Page excerpt:
--------------------------------------------------

Saito is secure against classes of attack which have no defense mechanisms in other chains. This page explains how these defense mechanisms work. Those interested in a mathematical overview of security may be interested in our optimal attack reward calculations.
A sybil attack involves using a cheap or free form of work to undermine the income of a network participant who is performing a more expensive but essential network operation. Saito is secure against sybil attacks as the network's paid form of work is derived from fee collection and the only way to get paid more money (i.e. extract wealth) is to collect more money for the network and then collect only a portion of it in return.
Fortuitously, the cryptographic signatures Saito introduces to measure fee collection in its distributed network makes it possible to identify network-layer sybils. This can be done by examining the transaction-embedded routing paths and looking for nodes which occupy intermediate positions in the routing network and consume more in value than they contribute to their peers.
As every hop in a routing path lowers the profitability of every single node on that path, there is a strong incentive for all nodes to purge sybils from their routing paths. Block producers who permit sybils to form in the routing paths feeding them routing work experience an immediate 50 percent drop in their ability to produce blocks and collect payment. But even exterior notes which direct transaction flow to low-value sybils will be less profitable than their peers, and forced off the network through organic economic competition. Why should their users pay twice the fee to compensate for the extra and unnecessary hop?

--------------------------------------------------

Box-labeled dataset extracts:

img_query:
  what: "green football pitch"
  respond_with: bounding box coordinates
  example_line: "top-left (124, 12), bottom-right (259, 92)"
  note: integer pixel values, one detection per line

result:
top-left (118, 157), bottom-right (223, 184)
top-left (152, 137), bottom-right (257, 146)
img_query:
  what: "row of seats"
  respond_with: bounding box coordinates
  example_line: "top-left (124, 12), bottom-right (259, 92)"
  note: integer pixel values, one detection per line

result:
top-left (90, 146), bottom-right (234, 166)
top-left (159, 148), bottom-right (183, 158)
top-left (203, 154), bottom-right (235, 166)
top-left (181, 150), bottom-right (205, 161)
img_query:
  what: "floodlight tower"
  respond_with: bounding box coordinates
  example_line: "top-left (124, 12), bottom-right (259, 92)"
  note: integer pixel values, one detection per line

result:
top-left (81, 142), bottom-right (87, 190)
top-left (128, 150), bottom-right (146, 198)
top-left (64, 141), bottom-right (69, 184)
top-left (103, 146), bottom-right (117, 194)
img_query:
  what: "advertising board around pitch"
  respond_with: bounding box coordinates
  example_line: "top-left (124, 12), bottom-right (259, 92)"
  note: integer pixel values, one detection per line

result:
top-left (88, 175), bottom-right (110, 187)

--------------------------------------------------

Description of the task: Reproduce the Saito security page verbatim from "Saito is secure against classes" to "attack reward calculations.". These entries have no connection to the Saito security page.

Complete output:
Saito is secure against classes of attack which have no defense mechanisms in other chains. This page explains how these defense mechanisms work. Those interested in a mathematical overview of security may be interested in our optimal attack reward calculations.